- **Exercise instructions**:
Gather every line in the records below that contains the word "find". Case counts.

─── Dataset extract ───

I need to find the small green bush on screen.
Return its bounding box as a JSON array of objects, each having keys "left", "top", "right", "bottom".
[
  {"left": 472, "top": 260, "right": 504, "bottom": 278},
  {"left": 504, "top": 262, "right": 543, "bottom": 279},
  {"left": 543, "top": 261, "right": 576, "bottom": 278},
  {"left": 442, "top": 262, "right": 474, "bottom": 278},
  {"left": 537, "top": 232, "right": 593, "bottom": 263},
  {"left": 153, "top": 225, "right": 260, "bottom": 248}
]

───
─── Dataset extract ───

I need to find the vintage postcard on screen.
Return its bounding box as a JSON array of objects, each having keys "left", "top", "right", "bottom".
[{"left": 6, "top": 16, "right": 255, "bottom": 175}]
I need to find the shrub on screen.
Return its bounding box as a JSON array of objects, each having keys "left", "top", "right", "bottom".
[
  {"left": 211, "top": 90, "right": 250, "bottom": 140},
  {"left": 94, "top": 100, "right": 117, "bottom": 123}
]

───

- **Exercise solution**:
I need to find the small green bush on screen.
I need to find the vintage postcard on screen.
I need to find the shrub on screen.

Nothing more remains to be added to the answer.